## [What to work on]
Word for word, return every record.

## [Given entries]
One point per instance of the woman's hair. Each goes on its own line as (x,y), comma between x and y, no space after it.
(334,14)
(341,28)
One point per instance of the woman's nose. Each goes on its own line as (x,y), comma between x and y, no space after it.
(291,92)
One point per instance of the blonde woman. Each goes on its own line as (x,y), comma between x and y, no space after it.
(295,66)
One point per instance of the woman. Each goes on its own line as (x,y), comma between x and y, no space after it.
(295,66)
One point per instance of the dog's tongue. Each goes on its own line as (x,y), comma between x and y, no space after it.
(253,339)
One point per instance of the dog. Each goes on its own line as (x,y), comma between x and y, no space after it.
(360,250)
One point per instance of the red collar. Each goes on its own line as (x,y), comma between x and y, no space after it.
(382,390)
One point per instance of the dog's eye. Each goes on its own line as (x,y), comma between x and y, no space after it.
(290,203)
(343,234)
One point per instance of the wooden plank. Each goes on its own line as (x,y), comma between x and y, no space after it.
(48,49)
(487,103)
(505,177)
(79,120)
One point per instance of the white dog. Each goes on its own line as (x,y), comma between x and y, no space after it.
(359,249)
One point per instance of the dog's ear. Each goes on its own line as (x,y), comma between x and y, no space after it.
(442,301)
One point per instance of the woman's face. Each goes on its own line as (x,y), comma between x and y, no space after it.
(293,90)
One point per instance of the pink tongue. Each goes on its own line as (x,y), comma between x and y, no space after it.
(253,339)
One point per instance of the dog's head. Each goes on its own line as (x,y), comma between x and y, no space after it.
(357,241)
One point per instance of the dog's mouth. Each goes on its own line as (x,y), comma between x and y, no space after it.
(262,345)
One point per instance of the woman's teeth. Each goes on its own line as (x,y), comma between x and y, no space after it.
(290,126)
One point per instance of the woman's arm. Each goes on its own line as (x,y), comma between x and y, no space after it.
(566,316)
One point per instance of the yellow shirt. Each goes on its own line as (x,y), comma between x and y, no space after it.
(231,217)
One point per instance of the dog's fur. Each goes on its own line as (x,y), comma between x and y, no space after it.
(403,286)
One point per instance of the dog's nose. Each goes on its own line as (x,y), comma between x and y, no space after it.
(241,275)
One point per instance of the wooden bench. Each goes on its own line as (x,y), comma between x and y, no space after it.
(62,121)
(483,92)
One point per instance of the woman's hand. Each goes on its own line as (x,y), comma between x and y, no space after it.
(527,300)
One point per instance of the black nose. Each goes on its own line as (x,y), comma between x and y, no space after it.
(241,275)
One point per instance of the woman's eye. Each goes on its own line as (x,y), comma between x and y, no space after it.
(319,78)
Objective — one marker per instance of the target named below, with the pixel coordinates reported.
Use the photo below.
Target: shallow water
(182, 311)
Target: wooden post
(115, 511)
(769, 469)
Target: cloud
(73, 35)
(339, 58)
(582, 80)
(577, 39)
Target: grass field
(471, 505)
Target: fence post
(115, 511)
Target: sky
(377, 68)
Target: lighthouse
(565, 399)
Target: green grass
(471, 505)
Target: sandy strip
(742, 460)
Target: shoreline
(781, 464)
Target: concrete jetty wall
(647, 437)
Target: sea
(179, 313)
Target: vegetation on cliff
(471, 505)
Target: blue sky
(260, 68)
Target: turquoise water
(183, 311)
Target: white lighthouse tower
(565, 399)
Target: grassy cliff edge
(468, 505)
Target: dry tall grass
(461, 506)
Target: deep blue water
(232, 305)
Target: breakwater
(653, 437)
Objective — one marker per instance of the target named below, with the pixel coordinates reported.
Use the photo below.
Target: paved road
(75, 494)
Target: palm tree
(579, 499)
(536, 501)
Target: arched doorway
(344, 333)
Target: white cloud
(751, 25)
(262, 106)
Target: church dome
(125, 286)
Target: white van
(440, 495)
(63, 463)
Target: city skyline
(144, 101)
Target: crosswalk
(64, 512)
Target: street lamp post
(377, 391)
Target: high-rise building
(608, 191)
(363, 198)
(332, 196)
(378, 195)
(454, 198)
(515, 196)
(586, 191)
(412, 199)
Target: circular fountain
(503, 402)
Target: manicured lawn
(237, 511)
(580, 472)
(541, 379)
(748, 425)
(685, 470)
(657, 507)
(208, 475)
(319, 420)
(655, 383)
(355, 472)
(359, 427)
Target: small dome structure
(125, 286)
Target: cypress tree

## [Response to this exercise]
One point per instance of the woman's hair. Each goes on its own line as (x,y), comma between x and y, no space after it.
(334,14)
(341,28)
One point per instance of the woman's nose. Each goes on its own line as (x,y), comma between x and y, no space after it.
(291,92)
One point per instance of the blonde woman. Each goes on its own line as (x,y), comma between x and y, no space after it.
(295,66)
One point per instance of the woman. Each goes on its own line as (x,y), comma between x and y, no space after it.
(295,66)
One point per instance of the dog's tongue. Each goes on its own line as (x,y), comma between x and y, no space after it.
(253,339)
One point per instance of the dog. Each goes on its own line as (x,y), comma between x and y, no space after it.
(360,250)
One point per instance of the red collar. Each goes on its own line as (x,y), comma between x and y, no space after it.
(382,390)
One point per instance of the dog's eye. Each goes on its own line as (x,y), comma between x and y, no space after it.
(290,203)
(343,234)
One point per instance of the wooden plank. Each goes on its own line as (x,y), comma between x and y, no space after it.
(48,49)
(487,103)
(505,177)
(79,120)
One point per instance of the white dog. Each goes on its own line as (x,y), comma between x and y, no space after it.
(359,249)
One point per instance of the dog's ear. Each goes on its own line as (x,y), comma between x and y, no space after it.
(442,301)
One point per instance of the woman's face. Each goes on its own line as (x,y), comma between x and y, no space after it.
(293,90)
One point per instance of the pink tongue. Each goes on its own line as (x,y), comma between x and y, no space after it.
(253,339)
One point per instance of the dog's head. Each goes on its own line as (x,y), comma between x and y, no space after it.
(357,241)
One point per instance of the dog's mouth. Each goes on its own line as (x,y), comma between x and y, no space after it.
(262,345)
One point per instance of the woman's teeth. Each goes on its own line as (x,y), comma between x and y, no space after it.
(290,126)
One point per instance of the woman's arm. Each goes on its own line as (x,y), comma between x and y, no space after it.
(566,316)
One point per instance of the yellow shirt. Each goes on its own line as (x,y), comma between x and y, no space after it.
(231,217)
One point per instance of the dog's fur. Each goes on its own line as (x,y), comma between x and y, no space after it.
(403,286)
One point per instance of the dog's nose. Each goes on its own line as (x,y), comma between x and y, no space after it.
(241,275)
One point per instance of the wooden bench. Each goes on its own line as (x,y), comma between x and y, no space after it.
(62,121)
(483,92)
One point per instance of the woman's hand. Each goes on its own line as (x,y), comma between x and y, no space after it.
(527,300)
One point per instance of the black nose. Each goes on its own line as (x,y), comma between x and y, no space after it.
(241,275)
One point per instance of the woman's eye. Each goes on its own line as (x,y), comma between x and y, no space after it.
(319,78)
Objective — one marker per instance of the target named below, with the pixel coordinates reported.
Use the photo below.
Target: shallow water
(182, 311)
Target: wooden post
(115, 511)
(769, 469)
Target: cloud
(73, 35)
(339, 58)
(582, 80)
(577, 39)
Target: grass field
(471, 505)
Target: fence post
(115, 511)
Target: sky
(377, 68)
Target: lighthouse
(565, 399)
Target: green grass
(471, 505)
Target: sandy strip
(742, 460)
Target: shoreline
(781, 464)
Target: concrete jetty wall
(647, 437)
Target: sea
(179, 313)
Target: vegetation on cliff
(471, 505)
Target: blue sky
(260, 68)
Target: turquoise water
(183, 311)
Target: white lighthouse tower
(565, 399)
Target: grassy cliff edge
(468, 505)
Target: dry tall grass
(461, 506)
Target: deep blue water
(232, 305)
Target: breakwater
(653, 437)
Objective — one marker per instance of the target named below, with the pixel coordinates reported.
Use the photo below.
Target: paved road
(75, 494)
Target: palm tree
(579, 499)
(536, 501)
Target: arched doorway
(344, 333)
Target: white cloud
(751, 25)
(262, 106)
Target: church dome
(125, 286)
Target: white van
(440, 495)
(63, 463)
Target: city skyline
(144, 101)
Target: crosswalk
(64, 512)
Target: street lamp post
(377, 391)
Target: high-rise building
(608, 191)
(363, 198)
(332, 196)
(378, 195)
(454, 198)
(515, 196)
(586, 191)
(412, 199)
Target: circular fountain
(503, 402)
Target: manicured lawn
(237, 511)
(580, 472)
(541, 379)
(748, 425)
(685, 470)
(657, 507)
(208, 475)
(319, 420)
(655, 383)
(355, 472)
(359, 427)
Target: small dome structure
(125, 286)
Target: cypress tree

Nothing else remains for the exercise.